start STORED DATA

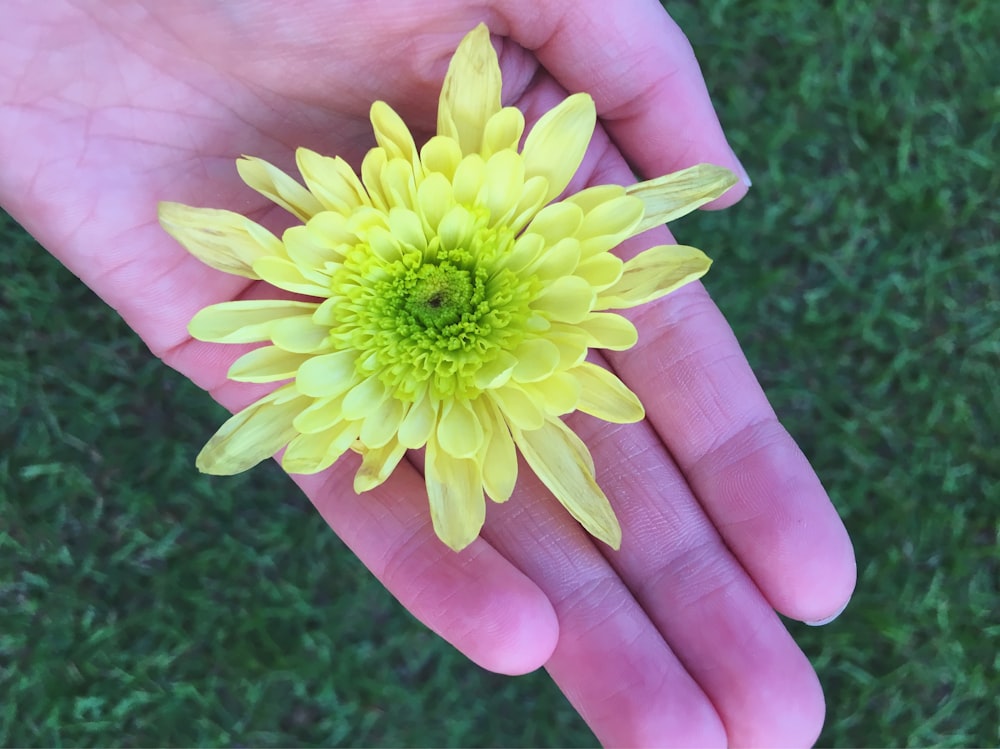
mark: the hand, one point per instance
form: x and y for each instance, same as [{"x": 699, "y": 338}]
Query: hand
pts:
[{"x": 673, "y": 640}]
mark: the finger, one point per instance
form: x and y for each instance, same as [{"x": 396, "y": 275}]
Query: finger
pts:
[
  {"x": 750, "y": 476},
  {"x": 476, "y": 600},
  {"x": 699, "y": 597},
  {"x": 610, "y": 662},
  {"x": 640, "y": 69},
  {"x": 704, "y": 401}
]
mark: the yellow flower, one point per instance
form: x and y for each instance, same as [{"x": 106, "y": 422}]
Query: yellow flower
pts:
[{"x": 455, "y": 303}]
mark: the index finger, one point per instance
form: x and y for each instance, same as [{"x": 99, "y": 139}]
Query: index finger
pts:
[{"x": 640, "y": 69}]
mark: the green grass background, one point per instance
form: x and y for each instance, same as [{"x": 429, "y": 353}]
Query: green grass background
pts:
[{"x": 145, "y": 604}]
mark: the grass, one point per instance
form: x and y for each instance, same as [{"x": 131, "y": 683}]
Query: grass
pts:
[{"x": 145, "y": 604}]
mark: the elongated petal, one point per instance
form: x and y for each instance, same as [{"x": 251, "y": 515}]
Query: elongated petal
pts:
[
  {"x": 537, "y": 358},
  {"x": 328, "y": 374},
  {"x": 608, "y": 330},
  {"x": 459, "y": 432},
  {"x": 503, "y": 131},
  {"x": 455, "y": 491},
  {"x": 223, "y": 240},
  {"x": 517, "y": 407},
  {"x": 300, "y": 335},
  {"x": 555, "y": 146},
  {"x": 244, "y": 321},
  {"x": 418, "y": 423},
  {"x": 498, "y": 456},
  {"x": 364, "y": 397},
  {"x": 382, "y": 425},
  {"x": 674, "y": 195},
  {"x": 285, "y": 274},
  {"x": 392, "y": 134},
  {"x": 266, "y": 364},
  {"x": 332, "y": 181},
  {"x": 603, "y": 395},
  {"x": 553, "y": 452},
  {"x": 653, "y": 274},
  {"x": 312, "y": 453},
  {"x": 470, "y": 95},
  {"x": 568, "y": 299},
  {"x": 377, "y": 464},
  {"x": 558, "y": 394},
  {"x": 252, "y": 435},
  {"x": 277, "y": 186}
]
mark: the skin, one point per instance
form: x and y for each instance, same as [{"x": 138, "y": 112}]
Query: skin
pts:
[{"x": 108, "y": 107}]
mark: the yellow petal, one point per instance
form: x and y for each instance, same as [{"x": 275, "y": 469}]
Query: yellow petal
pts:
[
  {"x": 553, "y": 452},
  {"x": 534, "y": 195},
  {"x": 567, "y": 299},
  {"x": 328, "y": 374},
  {"x": 223, "y": 240},
  {"x": 309, "y": 249},
  {"x": 601, "y": 270},
  {"x": 332, "y": 181},
  {"x": 434, "y": 198},
  {"x": 503, "y": 131},
  {"x": 469, "y": 179},
  {"x": 559, "y": 260},
  {"x": 537, "y": 358},
  {"x": 255, "y": 433},
  {"x": 300, "y": 335},
  {"x": 441, "y": 154},
  {"x": 496, "y": 372},
  {"x": 381, "y": 425},
  {"x": 603, "y": 395},
  {"x": 418, "y": 424},
  {"x": 364, "y": 397},
  {"x": 470, "y": 95},
  {"x": 517, "y": 407},
  {"x": 557, "y": 221},
  {"x": 266, "y": 364},
  {"x": 399, "y": 185},
  {"x": 559, "y": 393},
  {"x": 459, "y": 432},
  {"x": 277, "y": 186},
  {"x": 285, "y": 274},
  {"x": 609, "y": 224},
  {"x": 371, "y": 176},
  {"x": 312, "y": 453},
  {"x": 608, "y": 330},
  {"x": 653, "y": 274},
  {"x": 392, "y": 134},
  {"x": 377, "y": 464},
  {"x": 555, "y": 146},
  {"x": 244, "y": 321},
  {"x": 406, "y": 226},
  {"x": 455, "y": 491},
  {"x": 498, "y": 456},
  {"x": 321, "y": 415},
  {"x": 503, "y": 184},
  {"x": 674, "y": 195}
]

end STORED DATA

* _WRITTEN REQUEST_
Please pull out every line of the data above that contains the word "same", matching case.

* _CORRECT OUTPUT_
form: x and y for each instance, same as [{"x": 699, "y": 338}]
form: x and y for each instance, same as [{"x": 396, "y": 275}]
form: x and y for each instance, same as [{"x": 106, "y": 422}]
form: x and y for each instance, same as [{"x": 99, "y": 139}]
form: x and y for each instance, same as [{"x": 429, "y": 353}]
form: x and y for each instance, same as [{"x": 131, "y": 683}]
form: x and y for each instance, same as [{"x": 251, "y": 515}]
form: x and y for each instance, same as [{"x": 138, "y": 112}]
form: x and y for each instance, same as [{"x": 275, "y": 469}]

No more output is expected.